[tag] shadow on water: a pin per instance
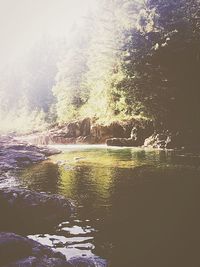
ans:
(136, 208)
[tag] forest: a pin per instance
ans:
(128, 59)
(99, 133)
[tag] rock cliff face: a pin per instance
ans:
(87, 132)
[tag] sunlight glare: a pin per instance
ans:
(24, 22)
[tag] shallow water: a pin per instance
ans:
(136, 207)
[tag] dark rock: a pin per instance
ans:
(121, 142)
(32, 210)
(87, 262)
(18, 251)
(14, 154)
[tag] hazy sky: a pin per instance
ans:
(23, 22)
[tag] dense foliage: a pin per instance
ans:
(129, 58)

________________________________________

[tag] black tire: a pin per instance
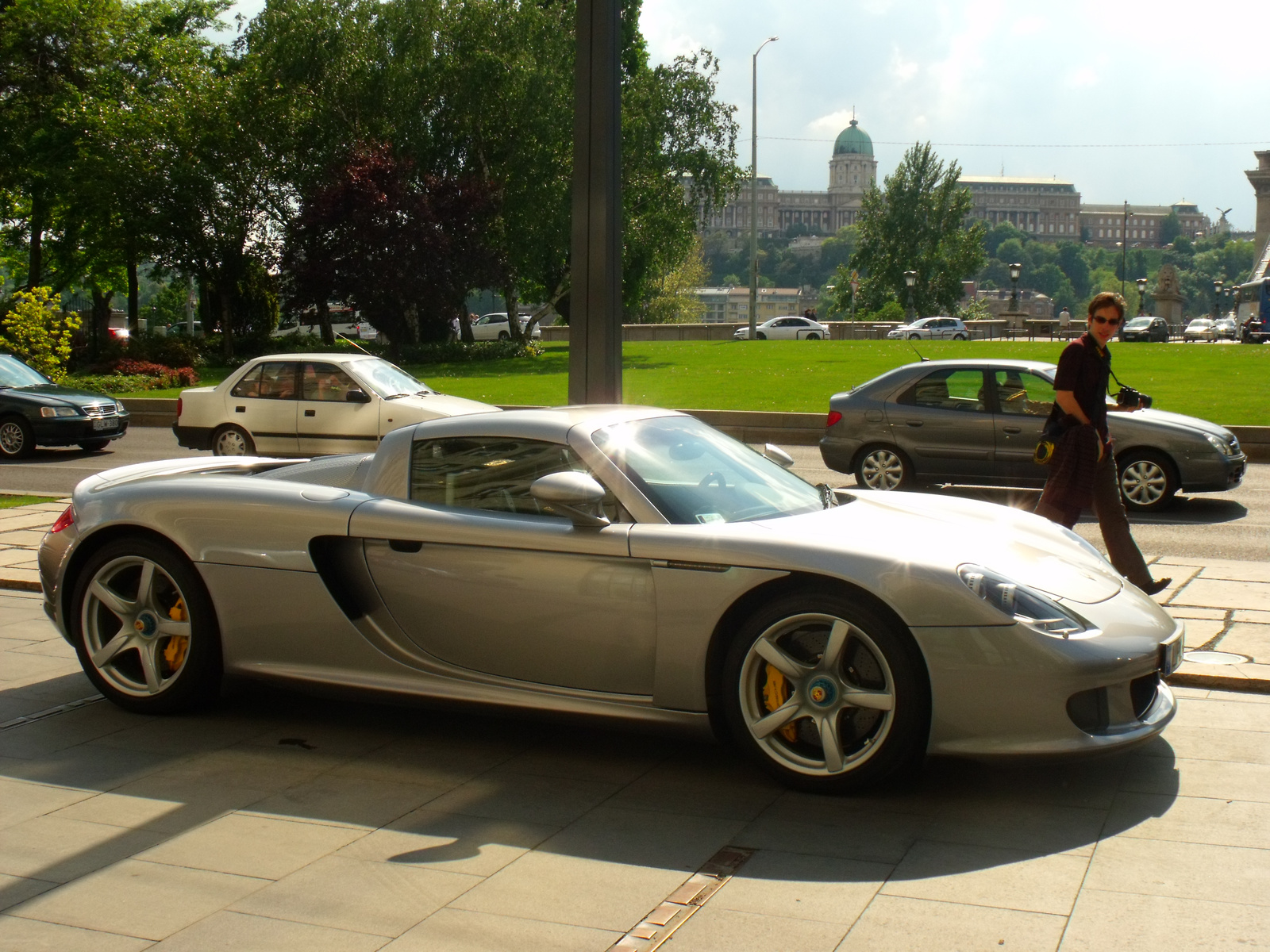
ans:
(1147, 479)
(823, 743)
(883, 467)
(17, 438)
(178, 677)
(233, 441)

________________________________________

• WORK REQUEST: Wherever the word "instance" appears in the records above, copy that line.

• SOLVED EXERCISE:
[tag] shadow on water: a pin per instance
[tag] forest: a pin per instance
[tag] rock cliff face: a pin per instance
[tag] sunlight glare: a pin per instance
[tag] shallow water: a pin per instance
[tag] dark rock: a pin per instance
[tag] hazy sky: a pin per instance
[tag] dense foliage: a pin per instance
[tag] black tire: a pin per instance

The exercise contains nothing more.